Passage provided:

------------------------------------------------

The code generated by GCC is much faster. LLVM does unroll the loop, which GCC does not do, but the addressing code is a constant repetition of these three instructions:

      imull $7, %ecx, %edx
      movl %eax, %esi
      addl %edx, %esi

Yup, this is an issue of simple "peephole expansion" of the getelementptr instruction.

All but the first occurrance do nothing but put the same address into %esi that was already there to being with, and does it with an expensive multiply at that. GCC correctly creates a suitable induction variable and strength reduces the multiplication down to addition.

This is called loop strength reduction.

It turns out that using the new selection dag code generator, the outer loop is unrolled also and nothing is left but a bunch of movb instructions. Much, much faster.

For the record, instead of the ugly code above, the new isel generates:

init_board:
        mov %EAX, DWORD PTR [%ESP + 4]
        mov %ECX, 0
.LBBinit_board_1: # loopexit.1
        imul %EDX, %ECX, 7
        mov BYTE PTR [%EAX + %EDX], 46
        mov BYTE PTR [%EAX + %EDX + 1], 46
        mov BYTE PTR [%EAX + %EDX + 2], 46
        mov BYTE PTR [%EAX + %EDX + 3], 46
        mov BYTE PTR [%EAX + %EDX + 4], 46
        mov BYTE PTR [%EAX + %EDX + 5], 46
        inc %ECX
        cmp %ECX, 7
        jne .LBBinit_board_1 # loopexit.1
.LBBinit_board_2: # return
        mov BYTE PTR [%EAX + 6], 0
        mov BYTE PTR [%EAX + 13], 0
        mov BYTE PTR [%EAX + 20], 0
        mov BYTE PTR [%EAX + 27], 0
        mov BYTE PTR [%EAX + 34], 0
        mov BYTE PTR [%EAX + 41], 0
        mov BYTE PTR [%EAX + 48], 0
        ret

This code is almost "perfect" with the exception of the multiply by 7 inside of the loop. Loop strength reduction would transform this into an add like GCC produces.

But still, the optimization passes shouldn't be leaving so much garbage around for instruction selection to clean up. At first, I thought all that was needed was to another round of basic block optimizations after the loop was unrolled, until I saw the actual LLVM bytecodes:

There are two issues here. First, LLVM code is NOT designed for trivial peephole code generation. This is *possible*, but not going to give you good quality code (see above :wink: ). The new isel uses an extremely light-weight DAG-based optimizer that both simplifies instruction selectors and optimizes the code before selection. LLVM code is meant to be a host to mid-level and interprocedural optimizations, and I think it does that job well.

------------------------------------------------

Material shown:

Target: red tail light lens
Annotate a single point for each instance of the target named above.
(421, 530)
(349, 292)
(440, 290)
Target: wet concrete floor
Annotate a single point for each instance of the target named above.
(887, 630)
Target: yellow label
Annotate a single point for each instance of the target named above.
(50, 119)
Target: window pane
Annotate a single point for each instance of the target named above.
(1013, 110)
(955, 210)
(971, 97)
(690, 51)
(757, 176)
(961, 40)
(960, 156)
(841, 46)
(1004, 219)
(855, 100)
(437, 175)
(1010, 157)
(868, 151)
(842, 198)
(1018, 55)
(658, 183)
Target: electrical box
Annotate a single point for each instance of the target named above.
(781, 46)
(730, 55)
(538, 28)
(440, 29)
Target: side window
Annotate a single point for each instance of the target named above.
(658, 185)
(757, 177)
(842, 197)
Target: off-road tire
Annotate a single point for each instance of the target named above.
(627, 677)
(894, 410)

------------------------------------------------

Exercise requirements:
According to the compiler discussion, what is the transformation called that reduces the multiplication in the loop to an addition? The listing was taken from a separate source.

Solved problem:
Loop strength reduction.